**Your task**. Reproduce the lines from the one containing "on the mulch" through the end of the entries, with "navy blazer" replaced by "dark suit jacket" and nothing else altered.

[START OF Material for the task]

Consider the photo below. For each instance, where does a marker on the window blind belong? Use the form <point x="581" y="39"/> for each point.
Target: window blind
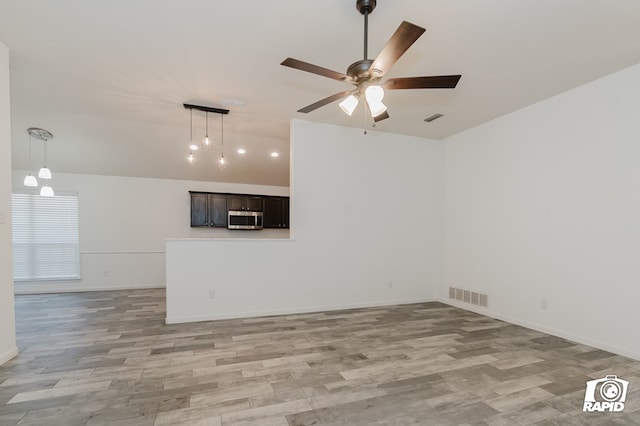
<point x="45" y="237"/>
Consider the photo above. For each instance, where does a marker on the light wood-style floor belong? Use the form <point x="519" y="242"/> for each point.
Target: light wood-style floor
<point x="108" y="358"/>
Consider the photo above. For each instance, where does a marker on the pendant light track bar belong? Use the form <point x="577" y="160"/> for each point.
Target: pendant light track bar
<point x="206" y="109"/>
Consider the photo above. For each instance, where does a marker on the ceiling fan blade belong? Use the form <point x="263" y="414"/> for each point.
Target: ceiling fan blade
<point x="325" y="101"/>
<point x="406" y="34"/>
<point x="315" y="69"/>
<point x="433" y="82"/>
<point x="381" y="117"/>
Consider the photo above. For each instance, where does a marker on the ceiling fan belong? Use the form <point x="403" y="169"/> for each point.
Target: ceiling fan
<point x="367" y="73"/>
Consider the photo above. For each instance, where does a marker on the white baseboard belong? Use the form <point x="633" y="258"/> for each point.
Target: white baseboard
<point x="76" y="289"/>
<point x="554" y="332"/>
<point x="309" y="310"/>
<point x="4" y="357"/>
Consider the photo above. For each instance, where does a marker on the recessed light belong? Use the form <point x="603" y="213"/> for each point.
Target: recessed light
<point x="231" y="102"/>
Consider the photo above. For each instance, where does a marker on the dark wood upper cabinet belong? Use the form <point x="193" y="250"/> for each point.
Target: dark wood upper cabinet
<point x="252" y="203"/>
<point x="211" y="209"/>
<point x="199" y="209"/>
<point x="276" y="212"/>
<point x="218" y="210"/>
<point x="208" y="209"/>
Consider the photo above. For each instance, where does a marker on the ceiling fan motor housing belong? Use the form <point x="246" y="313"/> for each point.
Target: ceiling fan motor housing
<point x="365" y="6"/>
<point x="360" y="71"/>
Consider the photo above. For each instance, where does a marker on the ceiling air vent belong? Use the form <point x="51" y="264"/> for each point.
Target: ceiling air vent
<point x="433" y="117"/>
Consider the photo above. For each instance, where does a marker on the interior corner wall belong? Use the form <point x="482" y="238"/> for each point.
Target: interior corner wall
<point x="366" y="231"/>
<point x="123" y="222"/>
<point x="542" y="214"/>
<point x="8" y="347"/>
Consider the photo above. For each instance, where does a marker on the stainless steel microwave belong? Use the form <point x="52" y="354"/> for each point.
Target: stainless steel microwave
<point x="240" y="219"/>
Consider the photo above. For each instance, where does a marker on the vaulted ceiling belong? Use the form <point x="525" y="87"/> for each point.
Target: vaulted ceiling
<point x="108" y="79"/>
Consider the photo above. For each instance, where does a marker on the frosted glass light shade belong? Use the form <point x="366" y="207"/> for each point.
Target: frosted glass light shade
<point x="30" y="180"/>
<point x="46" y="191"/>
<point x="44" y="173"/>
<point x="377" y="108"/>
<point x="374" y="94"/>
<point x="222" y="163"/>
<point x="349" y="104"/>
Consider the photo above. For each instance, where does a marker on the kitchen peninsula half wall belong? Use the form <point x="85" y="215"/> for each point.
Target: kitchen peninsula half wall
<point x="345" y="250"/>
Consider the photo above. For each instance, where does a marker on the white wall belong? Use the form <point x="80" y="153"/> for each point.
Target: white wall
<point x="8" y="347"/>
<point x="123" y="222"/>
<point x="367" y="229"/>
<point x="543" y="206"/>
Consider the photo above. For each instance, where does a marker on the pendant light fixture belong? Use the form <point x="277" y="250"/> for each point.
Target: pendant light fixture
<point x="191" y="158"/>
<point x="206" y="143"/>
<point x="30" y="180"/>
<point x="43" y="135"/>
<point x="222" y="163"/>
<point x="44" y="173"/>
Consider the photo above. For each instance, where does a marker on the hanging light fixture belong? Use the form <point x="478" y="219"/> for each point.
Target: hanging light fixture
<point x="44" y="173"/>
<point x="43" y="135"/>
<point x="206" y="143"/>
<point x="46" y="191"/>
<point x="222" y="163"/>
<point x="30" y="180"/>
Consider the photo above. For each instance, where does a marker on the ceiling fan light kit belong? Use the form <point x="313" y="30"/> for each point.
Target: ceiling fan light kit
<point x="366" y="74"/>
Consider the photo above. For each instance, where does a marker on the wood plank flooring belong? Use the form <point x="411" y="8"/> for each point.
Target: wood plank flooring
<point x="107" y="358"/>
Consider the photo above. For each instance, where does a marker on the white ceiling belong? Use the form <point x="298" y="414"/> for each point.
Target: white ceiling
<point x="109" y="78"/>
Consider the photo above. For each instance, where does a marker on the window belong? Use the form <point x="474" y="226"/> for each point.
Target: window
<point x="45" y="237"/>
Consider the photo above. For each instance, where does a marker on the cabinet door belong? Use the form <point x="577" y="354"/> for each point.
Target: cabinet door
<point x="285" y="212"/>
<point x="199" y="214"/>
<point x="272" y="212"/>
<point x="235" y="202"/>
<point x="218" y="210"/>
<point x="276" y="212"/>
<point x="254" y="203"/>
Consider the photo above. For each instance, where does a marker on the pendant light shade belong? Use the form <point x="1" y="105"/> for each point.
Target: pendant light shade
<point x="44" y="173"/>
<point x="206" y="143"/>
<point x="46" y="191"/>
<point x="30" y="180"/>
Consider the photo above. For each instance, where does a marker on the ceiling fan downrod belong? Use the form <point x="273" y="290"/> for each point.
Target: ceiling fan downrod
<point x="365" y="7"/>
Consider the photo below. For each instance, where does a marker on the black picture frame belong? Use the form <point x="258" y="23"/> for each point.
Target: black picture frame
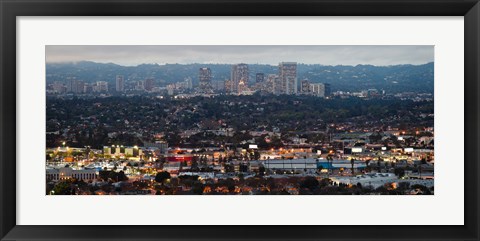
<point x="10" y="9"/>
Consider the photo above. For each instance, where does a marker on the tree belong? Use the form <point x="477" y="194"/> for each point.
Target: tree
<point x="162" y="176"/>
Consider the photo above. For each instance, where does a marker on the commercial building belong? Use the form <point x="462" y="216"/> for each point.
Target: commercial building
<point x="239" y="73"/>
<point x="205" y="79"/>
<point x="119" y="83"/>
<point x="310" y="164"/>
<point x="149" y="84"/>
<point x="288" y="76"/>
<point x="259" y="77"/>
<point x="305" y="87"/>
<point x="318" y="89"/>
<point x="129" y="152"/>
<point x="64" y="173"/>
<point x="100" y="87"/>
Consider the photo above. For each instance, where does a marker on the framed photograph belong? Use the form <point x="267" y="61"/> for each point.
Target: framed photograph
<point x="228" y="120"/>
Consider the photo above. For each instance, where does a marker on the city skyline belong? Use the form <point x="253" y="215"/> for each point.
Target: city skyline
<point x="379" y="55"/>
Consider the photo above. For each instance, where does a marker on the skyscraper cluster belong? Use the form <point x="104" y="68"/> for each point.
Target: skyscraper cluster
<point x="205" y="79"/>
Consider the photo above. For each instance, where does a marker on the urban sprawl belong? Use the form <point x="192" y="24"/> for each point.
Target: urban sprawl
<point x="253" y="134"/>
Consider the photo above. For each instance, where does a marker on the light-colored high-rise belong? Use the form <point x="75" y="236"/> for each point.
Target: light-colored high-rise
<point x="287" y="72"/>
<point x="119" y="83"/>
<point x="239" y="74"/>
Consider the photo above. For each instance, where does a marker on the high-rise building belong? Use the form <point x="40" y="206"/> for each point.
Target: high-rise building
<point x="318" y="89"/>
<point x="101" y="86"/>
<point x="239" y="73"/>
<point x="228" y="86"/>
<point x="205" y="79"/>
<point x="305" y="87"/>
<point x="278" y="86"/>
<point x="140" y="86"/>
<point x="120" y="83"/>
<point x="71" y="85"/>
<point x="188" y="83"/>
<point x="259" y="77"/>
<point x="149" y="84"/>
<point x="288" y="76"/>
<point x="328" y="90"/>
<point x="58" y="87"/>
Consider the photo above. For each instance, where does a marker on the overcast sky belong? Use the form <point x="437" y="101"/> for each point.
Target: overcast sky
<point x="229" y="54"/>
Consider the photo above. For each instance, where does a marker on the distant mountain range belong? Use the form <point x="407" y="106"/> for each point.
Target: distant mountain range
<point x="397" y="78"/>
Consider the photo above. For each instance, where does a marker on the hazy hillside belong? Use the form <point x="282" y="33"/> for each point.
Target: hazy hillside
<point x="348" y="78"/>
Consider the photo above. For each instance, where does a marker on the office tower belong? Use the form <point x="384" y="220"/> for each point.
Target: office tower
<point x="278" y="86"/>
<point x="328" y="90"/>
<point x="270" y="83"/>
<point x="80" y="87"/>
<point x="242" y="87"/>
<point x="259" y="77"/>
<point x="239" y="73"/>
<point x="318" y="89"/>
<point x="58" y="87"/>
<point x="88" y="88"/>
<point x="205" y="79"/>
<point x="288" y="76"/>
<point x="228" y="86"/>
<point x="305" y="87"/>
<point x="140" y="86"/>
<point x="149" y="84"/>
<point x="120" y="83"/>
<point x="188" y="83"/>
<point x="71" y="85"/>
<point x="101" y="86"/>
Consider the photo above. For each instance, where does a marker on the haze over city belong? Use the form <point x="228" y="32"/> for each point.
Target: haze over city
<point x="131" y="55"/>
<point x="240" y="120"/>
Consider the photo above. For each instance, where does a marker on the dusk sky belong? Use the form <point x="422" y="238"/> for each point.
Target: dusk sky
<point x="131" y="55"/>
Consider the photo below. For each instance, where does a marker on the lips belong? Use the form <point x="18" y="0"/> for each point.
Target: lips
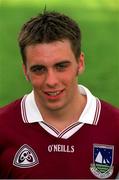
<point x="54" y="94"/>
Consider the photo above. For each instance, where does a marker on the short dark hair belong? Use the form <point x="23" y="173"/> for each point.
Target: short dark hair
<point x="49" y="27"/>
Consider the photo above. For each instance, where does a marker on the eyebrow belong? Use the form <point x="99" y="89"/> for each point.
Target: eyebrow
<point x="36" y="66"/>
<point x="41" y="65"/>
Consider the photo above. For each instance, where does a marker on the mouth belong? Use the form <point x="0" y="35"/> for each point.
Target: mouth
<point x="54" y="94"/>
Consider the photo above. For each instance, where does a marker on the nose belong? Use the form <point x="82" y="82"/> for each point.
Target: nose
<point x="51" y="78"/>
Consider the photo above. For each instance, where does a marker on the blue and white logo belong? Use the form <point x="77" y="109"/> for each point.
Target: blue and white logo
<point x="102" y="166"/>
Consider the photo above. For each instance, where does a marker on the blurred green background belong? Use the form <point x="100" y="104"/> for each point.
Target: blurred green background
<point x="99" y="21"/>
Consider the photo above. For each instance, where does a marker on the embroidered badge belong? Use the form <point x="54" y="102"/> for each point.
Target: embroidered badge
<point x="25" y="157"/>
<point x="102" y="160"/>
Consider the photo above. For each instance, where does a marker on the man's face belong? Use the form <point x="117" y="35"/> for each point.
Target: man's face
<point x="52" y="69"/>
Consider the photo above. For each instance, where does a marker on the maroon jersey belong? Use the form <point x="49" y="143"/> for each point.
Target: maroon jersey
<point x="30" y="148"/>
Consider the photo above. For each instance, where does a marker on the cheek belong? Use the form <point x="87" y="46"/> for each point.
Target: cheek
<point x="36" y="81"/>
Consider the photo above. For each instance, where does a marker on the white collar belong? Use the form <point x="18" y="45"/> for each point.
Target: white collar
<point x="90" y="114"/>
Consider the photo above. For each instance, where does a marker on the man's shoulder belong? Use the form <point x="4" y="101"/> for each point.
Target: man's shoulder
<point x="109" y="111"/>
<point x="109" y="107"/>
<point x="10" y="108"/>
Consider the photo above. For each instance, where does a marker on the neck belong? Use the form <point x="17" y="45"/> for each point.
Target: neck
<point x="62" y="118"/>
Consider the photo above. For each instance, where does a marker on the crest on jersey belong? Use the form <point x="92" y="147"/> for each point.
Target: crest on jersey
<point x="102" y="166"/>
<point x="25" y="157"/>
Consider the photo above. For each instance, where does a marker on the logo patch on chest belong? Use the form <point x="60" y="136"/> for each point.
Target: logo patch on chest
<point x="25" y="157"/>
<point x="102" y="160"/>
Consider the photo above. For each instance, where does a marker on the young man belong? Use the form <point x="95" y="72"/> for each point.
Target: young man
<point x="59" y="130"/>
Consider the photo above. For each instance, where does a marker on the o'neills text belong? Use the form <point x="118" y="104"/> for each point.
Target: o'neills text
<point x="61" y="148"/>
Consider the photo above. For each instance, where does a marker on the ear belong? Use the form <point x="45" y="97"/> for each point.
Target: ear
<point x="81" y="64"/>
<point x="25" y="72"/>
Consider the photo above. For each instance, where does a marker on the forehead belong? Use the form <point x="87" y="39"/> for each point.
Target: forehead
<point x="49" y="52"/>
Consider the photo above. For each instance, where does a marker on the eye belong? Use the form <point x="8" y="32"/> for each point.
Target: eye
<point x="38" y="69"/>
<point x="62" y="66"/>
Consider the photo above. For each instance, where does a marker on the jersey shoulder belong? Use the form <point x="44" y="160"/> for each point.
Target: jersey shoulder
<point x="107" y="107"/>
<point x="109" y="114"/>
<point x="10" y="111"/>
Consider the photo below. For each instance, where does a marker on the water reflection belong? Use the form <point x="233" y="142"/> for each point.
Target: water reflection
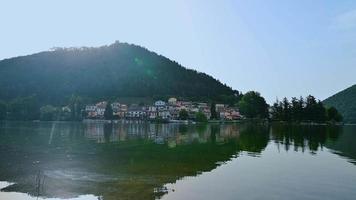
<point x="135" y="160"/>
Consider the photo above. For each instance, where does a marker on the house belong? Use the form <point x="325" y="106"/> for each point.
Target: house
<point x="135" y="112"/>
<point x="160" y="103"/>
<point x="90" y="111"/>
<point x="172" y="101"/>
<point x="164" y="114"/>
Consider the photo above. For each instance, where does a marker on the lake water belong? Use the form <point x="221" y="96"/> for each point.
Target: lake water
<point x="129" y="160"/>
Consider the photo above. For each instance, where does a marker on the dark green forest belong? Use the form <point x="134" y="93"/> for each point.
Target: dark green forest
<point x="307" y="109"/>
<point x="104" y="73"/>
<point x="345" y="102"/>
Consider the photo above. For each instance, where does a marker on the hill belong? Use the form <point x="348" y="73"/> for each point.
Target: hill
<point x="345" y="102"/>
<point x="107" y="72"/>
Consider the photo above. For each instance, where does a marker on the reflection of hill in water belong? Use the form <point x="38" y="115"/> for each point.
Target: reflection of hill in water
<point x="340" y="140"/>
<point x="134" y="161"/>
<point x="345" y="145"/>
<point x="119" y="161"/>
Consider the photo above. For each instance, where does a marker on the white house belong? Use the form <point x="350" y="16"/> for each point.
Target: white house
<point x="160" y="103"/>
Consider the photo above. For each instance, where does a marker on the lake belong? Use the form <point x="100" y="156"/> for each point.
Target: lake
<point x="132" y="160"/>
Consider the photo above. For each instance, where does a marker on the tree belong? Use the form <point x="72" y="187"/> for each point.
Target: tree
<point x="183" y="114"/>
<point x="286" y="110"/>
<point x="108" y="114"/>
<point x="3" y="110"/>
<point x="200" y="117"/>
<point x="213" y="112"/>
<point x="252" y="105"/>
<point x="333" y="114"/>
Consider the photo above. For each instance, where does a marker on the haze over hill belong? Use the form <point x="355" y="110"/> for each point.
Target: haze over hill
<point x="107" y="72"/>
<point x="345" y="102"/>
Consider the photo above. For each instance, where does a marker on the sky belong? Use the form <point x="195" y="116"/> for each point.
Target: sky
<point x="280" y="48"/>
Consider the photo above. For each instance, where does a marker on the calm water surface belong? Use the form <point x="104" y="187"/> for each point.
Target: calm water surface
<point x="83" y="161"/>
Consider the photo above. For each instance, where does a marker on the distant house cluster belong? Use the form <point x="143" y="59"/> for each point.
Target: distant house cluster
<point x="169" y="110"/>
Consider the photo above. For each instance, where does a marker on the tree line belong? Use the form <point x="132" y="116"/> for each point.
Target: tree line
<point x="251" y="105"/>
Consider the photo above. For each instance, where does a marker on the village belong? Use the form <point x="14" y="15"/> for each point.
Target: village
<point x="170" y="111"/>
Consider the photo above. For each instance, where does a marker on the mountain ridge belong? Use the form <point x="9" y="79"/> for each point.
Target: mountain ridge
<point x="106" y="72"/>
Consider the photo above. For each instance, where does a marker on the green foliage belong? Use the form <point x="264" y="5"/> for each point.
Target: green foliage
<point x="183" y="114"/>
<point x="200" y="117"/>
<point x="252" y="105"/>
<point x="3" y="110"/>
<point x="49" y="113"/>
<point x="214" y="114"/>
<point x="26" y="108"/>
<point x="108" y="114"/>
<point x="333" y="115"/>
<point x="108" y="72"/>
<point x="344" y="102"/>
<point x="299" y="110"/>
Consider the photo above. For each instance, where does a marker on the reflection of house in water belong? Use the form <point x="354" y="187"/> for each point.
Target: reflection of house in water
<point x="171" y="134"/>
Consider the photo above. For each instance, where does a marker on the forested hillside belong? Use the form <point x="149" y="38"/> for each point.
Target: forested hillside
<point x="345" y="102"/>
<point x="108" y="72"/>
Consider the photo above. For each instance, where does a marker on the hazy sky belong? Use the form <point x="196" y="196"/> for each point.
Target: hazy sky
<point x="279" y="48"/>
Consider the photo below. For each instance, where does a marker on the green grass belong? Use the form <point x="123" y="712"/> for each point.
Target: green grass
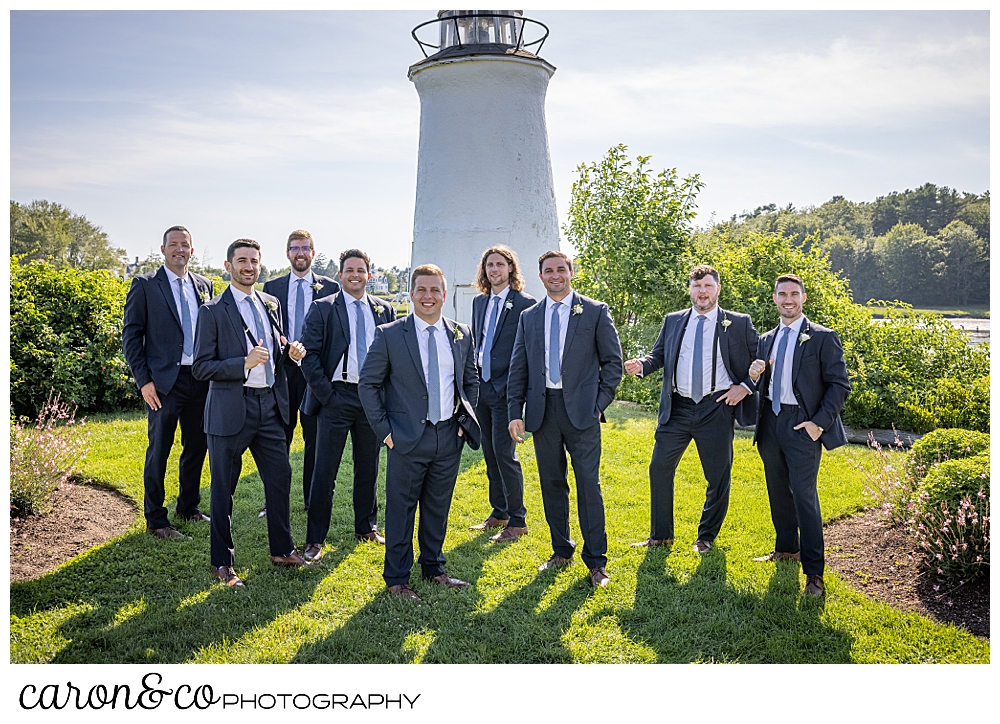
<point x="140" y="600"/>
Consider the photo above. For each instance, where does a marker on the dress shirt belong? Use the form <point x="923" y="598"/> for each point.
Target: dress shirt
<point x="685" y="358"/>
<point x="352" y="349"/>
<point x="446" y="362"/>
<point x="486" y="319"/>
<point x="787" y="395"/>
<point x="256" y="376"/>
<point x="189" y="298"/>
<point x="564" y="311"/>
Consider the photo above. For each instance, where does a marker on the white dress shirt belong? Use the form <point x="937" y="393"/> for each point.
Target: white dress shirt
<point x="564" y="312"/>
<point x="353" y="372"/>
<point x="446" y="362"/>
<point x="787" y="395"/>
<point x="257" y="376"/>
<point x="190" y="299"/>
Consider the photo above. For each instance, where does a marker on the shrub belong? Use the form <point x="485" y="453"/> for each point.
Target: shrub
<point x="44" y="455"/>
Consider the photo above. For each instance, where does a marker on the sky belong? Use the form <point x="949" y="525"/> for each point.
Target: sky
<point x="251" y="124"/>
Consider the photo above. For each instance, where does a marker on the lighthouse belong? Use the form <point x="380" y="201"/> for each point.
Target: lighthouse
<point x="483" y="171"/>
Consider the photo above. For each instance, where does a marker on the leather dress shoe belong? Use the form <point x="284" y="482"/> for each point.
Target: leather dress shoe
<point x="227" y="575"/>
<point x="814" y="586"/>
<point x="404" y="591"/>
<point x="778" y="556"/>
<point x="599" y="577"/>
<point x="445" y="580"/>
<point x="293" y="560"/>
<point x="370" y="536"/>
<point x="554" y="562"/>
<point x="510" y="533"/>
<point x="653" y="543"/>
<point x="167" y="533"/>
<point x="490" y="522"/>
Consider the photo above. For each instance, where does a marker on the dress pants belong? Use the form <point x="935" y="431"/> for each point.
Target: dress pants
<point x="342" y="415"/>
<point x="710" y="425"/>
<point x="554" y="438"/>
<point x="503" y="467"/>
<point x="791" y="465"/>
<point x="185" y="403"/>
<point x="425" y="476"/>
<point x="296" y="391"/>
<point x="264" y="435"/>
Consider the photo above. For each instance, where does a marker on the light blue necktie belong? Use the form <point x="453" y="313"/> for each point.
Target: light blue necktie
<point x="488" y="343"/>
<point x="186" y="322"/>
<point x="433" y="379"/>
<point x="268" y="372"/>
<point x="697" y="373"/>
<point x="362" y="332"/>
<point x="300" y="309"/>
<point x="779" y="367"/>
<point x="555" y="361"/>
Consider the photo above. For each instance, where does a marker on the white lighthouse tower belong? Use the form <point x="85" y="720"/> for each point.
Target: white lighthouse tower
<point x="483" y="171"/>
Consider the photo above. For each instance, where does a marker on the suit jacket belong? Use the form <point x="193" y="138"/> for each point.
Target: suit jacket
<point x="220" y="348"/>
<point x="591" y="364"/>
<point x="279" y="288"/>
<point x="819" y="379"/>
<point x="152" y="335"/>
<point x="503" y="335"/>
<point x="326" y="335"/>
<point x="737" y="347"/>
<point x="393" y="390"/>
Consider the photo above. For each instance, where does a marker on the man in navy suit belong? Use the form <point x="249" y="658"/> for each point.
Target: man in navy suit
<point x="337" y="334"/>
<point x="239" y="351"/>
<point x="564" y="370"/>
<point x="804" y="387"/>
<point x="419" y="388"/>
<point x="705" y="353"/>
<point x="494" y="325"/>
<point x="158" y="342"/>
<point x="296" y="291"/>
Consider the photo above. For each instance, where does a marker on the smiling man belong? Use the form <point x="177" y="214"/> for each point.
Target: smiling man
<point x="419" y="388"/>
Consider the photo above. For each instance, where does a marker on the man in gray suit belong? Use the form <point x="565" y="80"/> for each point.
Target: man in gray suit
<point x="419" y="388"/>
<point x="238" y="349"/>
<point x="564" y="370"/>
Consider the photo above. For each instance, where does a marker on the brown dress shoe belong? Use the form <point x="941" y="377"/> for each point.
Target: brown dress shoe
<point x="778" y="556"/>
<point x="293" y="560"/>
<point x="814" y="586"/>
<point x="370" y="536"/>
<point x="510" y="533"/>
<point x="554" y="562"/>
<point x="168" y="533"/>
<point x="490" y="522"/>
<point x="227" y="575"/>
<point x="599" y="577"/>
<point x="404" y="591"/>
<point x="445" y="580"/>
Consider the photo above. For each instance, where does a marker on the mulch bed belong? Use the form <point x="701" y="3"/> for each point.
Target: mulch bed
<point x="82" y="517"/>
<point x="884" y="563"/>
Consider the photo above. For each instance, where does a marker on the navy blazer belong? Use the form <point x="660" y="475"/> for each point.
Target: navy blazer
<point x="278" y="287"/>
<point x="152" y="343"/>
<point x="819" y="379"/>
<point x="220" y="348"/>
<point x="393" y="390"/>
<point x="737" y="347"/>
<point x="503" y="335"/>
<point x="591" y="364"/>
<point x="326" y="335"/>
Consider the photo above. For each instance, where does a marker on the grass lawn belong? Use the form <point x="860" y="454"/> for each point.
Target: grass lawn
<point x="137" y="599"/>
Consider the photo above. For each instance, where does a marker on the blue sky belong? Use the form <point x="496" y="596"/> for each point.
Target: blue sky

[END OF Material for the task]

**Correct answer**.
Consider the photo above. For each instance, where does a marker on the mulch bed belong? Use the form <point x="701" y="3"/> for each point.
Target: mulch bed
<point x="82" y="517"/>
<point x="884" y="563"/>
Consider the photo above. For each instance, where does a marker on the dark suit jacket belong? Use the form <point x="660" y="475"/> for each point.
Target: dark suit jacket
<point x="278" y="287"/>
<point x="152" y="343"/>
<point x="819" y="379"/>
<point x="220" y="348"/>
<point x="393" y="390"/>
<point x="737" y="347"/>
<point x="503" y="335"/>
<point x="591" y="364"/>
<point x="326" y="335"/>
Consider the photo above. For each instance, where does a marker on the grass lawn belong? Use the form <point x="860" y="454"/> for each point.
Target: grass lawn
<point x="137" y="599"/>
Consider the photo above. For each instance, where does a marker on the blue sky belong? Use the form <point x="496" y="596"/> for each point.
Target: blue sky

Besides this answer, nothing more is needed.